Solved

Regular Expressions

Posted on 2004-03-31
14
552 Views
Last Modified: 2010-04-15
Hi
Can anyone help with this regular expression which I found seaching through the PAQ's.

Regex.Replace(HtmlData, @"\s+|\s*((<script>((?!</script>).)+</script>|<([^>]|""[^""]*""|'[^']*')*>)\s*)+", " ").Trim();

When I try to use it I receive the following error.

Description: An error occurred during the compilation of a resource required to service this request. Please review the following specific error details and modify your source code appropriately.

Compiler Error Message: CS1010: Newline in constant

Source Error:

 

Line 29: Session["InsertCatID"] = Request.Form["Category"];
Line 30: Session["InsertCountryID"] = Request.Form["Country"];
Line 31: Session["InsertCityID"] = Request.Form["City"];
Line 32: Session["PenaltyID"] = Request.Form["County"];
Line 33: Session["InsertTitle"] = strTitle;
 

Source File: C:\**.aspx    Line: 31
Line 31 has nothing to do with this bit of code.

I'm trying to use the code below:

StringBuilder strTextBuilder=new StringBuilder();
    foreach (Match match in Regex.Replace(HtmlData, @"\s+|\s*((<script>((?!</script>).)+</script>|<([^>]|""[^""]*""|'[^']*')*>)\s*)+", " ").Trim(); RegexOptions.IgnoreCase|RegexOptions.Singleline))

→ **Information provided**
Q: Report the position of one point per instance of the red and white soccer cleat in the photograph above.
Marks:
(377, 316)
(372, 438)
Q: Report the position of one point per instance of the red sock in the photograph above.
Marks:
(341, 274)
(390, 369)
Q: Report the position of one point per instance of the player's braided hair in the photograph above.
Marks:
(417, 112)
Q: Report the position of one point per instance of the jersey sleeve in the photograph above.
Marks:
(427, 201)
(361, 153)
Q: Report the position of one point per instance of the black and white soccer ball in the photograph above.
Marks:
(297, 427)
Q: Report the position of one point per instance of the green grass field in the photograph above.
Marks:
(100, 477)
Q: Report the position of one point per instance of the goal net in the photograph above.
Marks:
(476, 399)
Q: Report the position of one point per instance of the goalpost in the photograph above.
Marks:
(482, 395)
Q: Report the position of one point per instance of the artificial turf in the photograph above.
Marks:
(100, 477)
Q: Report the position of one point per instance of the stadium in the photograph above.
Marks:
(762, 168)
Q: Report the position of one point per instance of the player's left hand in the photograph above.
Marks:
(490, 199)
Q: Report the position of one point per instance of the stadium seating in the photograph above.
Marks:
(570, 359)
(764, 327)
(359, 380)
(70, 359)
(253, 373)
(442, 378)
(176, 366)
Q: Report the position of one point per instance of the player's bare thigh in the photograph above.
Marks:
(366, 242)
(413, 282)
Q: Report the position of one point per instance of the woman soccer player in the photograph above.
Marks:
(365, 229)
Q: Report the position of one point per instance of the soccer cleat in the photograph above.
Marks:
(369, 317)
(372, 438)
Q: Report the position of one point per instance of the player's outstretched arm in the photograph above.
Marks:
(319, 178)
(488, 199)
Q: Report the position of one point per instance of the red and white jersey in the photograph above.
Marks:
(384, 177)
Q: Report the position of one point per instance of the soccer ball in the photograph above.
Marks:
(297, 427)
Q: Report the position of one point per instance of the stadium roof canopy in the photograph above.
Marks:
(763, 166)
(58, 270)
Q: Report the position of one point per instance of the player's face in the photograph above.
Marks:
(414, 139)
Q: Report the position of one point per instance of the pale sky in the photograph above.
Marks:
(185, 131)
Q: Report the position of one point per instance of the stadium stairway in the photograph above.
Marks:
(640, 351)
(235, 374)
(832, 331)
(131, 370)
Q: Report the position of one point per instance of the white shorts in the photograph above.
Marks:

→ **Exercise instructions**
[a] In the forum thread, what compiler error message does the poster get?
[b] Write out the part of the forum thread starting with "When I try to" and going on through "source code appropriately.", putting "build" in place of "compilation".

→ **Task responses**
[a] CS1010: Newline in constant

[b]
When I try to use it I receive the following error.

Description: An error occurred during the build of a resource required to service this request. Please review the following specific error details and modify your source code appropriately.